A Short History of Voter Suppression

Voter suppression has been mentioned by numerous political pundits across the political spectrum; However, it is difficult to measure the impact of these voting irregularities. Therefore, several types of factors should be considered to understand voter suppression completely. This paper will examine the various techniques of voter suppression, including strict voter ID laws, gerrymandering, felon disenfranchisement, literacy testing, polling hour manipulation, etc. All these techniques have been discussed extensively—but rarely together—and their effects are profound. This essay would examine the historical backgrounds of modern voter suppression to provide resources for further investigations.

In Shelby County v. Holder (U.S. Supreme Court, 2013), the Supreme Court of the United States struck down Section 4 of the Voting Rights Act of 1965 (52 U.S.C. § 10101, VRA) as unconstitutional because the court held that under the Tenth Amendment of the U.S. Constitution, states have a broad right to utilize their reserve power not responsible by the federal government, including “the power to regulate elections”(U.S. Supreme Court, 1991). Section 4, the section that determines the coverage formula requiring certain jurisdictions to preclear with the Justice Department before imposing new voting regulations, violated this belief and the constitutional principle of “equal sovereignty of states”. The court deems the coverage formula no longer rational given “voter turnout and registration rates in covered jurisdictions now approach parity” with jurisdictions not covered under the coverage formula. Since the section deeming a coverage formula was declared unconstitutional, unless Congress passes another coverage formula, which is unlikely, Section 5, which requires jurisdictions covered to pre-clear any voting changes with the Justice Department, would be rendered obsolete.

> [EXERCISE AIM] In the voter suppression history, write out the passage starting with "Voter suppression has" and going on through "for further investigations.", substituting "methods" for each "techniques".

> [INFORMATION GIVEN]
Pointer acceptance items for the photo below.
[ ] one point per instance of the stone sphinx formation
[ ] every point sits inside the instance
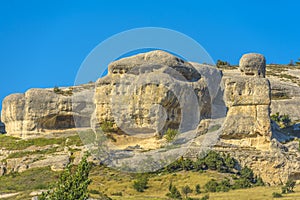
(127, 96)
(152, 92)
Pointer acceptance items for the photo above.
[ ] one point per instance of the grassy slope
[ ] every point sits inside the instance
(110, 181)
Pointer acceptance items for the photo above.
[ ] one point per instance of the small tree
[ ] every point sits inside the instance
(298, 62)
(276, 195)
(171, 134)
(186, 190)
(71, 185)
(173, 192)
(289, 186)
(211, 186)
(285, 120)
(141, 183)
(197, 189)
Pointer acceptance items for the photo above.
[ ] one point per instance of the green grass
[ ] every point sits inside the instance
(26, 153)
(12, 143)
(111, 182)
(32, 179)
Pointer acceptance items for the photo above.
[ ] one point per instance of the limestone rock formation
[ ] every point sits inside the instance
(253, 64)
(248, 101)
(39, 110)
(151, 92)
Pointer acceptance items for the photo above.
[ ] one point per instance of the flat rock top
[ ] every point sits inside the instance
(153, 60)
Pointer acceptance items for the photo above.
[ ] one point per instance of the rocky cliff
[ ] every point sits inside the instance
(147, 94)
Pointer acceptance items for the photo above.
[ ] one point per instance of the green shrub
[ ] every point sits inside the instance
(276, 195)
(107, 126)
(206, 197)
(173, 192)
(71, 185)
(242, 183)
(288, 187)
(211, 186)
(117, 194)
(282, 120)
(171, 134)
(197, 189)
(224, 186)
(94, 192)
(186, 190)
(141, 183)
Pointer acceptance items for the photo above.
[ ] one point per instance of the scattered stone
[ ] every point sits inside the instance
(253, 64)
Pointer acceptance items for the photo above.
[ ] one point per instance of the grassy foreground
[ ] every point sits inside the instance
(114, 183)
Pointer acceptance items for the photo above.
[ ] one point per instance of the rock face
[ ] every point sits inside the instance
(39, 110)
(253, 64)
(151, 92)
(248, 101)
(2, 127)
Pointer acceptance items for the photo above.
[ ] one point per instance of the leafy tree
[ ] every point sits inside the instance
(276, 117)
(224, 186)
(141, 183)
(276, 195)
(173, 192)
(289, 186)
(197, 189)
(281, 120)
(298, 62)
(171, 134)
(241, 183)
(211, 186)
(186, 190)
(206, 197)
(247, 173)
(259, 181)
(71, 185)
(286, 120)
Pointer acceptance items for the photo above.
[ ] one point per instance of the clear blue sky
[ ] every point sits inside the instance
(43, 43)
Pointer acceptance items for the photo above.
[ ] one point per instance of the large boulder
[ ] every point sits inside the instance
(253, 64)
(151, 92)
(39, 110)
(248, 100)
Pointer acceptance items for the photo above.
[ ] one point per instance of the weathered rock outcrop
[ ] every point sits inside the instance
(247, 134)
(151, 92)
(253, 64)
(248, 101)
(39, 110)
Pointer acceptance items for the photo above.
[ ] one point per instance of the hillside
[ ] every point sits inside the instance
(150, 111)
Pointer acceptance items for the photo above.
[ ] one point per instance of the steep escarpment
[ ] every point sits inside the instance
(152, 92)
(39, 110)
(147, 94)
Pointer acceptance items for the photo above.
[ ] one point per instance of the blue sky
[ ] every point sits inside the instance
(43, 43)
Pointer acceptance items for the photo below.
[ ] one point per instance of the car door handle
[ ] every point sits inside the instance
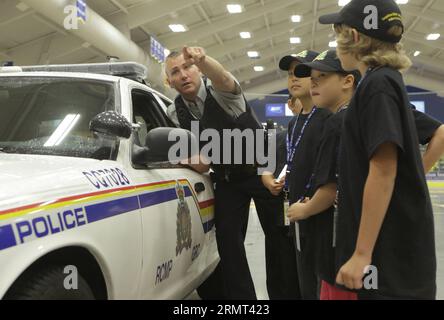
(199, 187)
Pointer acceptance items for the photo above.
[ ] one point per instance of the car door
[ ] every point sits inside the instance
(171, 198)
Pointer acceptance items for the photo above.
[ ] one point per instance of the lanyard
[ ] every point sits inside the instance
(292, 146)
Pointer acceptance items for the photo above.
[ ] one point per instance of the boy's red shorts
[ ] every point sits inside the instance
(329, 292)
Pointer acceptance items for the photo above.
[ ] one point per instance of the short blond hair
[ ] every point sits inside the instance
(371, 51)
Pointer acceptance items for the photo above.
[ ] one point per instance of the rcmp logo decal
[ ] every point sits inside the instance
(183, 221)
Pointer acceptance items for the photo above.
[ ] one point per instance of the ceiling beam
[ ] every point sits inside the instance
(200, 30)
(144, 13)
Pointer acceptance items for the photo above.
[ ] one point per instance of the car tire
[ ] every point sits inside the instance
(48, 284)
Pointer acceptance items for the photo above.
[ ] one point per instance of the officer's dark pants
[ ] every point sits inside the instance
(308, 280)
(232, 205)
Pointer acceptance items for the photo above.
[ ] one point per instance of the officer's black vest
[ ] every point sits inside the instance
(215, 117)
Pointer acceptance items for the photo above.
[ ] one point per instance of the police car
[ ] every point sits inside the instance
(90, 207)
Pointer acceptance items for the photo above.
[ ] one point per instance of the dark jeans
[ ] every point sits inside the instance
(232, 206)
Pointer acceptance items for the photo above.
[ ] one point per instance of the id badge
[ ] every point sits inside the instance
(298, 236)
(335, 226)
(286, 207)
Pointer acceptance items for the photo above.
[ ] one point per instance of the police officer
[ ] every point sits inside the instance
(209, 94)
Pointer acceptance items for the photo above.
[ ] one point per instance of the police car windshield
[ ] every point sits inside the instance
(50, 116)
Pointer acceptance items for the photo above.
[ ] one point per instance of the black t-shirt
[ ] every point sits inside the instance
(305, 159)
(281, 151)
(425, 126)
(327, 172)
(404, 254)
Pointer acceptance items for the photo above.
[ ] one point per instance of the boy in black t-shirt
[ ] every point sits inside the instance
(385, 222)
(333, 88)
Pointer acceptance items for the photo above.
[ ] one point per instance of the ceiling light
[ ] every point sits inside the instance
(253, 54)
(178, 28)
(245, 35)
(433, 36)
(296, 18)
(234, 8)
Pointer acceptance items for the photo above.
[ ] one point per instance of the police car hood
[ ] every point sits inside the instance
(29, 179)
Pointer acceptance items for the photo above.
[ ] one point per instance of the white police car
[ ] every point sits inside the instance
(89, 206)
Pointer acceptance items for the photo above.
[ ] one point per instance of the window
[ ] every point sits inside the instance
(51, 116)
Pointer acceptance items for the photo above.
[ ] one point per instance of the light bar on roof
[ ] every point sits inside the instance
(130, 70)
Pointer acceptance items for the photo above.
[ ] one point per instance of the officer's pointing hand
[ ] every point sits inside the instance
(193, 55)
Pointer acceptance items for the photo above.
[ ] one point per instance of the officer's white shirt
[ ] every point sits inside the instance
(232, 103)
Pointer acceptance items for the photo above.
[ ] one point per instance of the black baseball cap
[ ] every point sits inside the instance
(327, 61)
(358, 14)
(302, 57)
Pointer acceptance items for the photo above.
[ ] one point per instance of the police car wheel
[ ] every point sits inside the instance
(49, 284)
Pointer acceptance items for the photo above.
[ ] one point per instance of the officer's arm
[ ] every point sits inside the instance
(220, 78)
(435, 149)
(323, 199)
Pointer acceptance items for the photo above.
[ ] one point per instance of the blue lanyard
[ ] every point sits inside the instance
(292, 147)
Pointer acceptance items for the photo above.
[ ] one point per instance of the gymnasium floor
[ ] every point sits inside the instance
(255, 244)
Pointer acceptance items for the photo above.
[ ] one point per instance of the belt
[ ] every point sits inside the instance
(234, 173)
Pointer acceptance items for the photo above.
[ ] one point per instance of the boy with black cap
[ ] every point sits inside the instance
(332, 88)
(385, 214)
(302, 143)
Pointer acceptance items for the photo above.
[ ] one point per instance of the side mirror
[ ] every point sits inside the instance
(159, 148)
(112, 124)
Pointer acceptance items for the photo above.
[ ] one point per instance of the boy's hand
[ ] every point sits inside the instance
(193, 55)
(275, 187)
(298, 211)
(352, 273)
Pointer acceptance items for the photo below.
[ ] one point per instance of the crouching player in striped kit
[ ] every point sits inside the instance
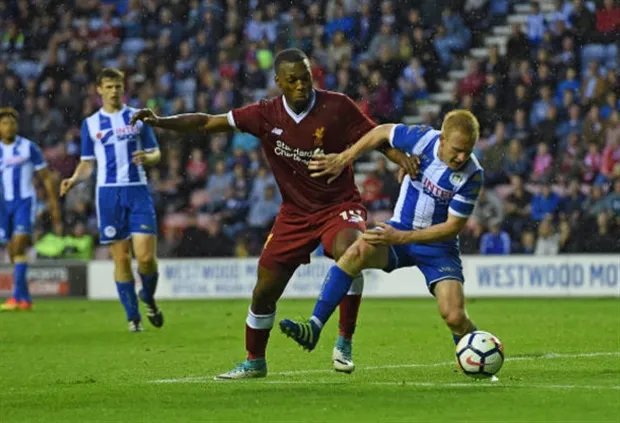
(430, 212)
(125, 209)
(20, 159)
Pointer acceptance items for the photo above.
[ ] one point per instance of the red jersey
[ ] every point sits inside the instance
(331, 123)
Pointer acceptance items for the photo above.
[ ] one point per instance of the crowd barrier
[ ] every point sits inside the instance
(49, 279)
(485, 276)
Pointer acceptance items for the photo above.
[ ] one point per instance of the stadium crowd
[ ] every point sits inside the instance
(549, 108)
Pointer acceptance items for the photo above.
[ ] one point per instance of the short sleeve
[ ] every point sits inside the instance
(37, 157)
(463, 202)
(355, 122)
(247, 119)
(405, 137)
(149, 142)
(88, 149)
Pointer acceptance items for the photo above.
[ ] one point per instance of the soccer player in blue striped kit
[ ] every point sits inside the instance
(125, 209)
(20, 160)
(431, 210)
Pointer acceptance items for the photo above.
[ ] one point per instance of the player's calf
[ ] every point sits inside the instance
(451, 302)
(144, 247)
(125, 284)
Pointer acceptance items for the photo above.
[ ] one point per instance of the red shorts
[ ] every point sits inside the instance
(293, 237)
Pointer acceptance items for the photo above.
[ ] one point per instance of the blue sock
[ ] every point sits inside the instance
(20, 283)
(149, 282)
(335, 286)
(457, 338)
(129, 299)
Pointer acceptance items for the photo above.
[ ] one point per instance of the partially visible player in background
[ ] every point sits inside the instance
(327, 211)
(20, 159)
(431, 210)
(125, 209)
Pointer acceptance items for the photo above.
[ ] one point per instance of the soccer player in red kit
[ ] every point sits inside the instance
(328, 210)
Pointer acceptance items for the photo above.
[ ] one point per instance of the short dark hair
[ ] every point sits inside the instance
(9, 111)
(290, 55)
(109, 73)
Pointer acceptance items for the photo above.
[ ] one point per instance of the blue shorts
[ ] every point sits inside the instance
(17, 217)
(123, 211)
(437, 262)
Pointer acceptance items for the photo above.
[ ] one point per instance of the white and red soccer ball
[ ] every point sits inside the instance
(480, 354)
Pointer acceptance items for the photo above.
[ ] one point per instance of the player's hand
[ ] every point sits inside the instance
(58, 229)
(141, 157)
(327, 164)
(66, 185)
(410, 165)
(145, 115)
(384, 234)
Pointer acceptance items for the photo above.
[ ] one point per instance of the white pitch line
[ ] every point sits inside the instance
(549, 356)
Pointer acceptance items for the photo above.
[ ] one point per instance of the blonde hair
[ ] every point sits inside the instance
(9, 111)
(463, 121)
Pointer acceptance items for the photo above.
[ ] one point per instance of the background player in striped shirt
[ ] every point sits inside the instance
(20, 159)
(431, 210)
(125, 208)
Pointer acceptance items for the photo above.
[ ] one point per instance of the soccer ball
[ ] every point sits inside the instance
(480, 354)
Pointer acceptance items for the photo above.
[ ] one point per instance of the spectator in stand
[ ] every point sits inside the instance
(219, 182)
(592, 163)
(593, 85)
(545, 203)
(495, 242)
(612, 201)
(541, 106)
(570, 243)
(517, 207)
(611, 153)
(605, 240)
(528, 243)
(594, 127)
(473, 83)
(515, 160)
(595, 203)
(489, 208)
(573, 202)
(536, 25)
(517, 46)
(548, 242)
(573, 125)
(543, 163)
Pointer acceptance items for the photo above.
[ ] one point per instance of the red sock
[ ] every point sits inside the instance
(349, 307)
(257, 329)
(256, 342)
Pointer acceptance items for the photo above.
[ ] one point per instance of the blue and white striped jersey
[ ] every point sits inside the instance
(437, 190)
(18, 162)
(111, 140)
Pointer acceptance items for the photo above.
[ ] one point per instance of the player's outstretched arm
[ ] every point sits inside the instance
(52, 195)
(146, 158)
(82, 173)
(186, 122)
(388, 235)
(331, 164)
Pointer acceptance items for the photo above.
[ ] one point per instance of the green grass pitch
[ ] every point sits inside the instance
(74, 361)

> [ANSWER IN FULL]
Voter suppression has been mentioned by numerous political pundits across the political spectrum; However, it is difficult to measure the impact of these voting irregularities. Therefore, several types of factors should be considered to understand voter suppression completely. This paper will examine the various methods of voter suppression, including strict voter ID laws, gerrymandering, felon disenfranchisement, literacy testing, polling hour manipulation, etc. All these methods have been discussed extensively—but rarely together—and their effects are profound. This essay would examine the historical backgrounds of modern voter suppression to provide resources for further investigations.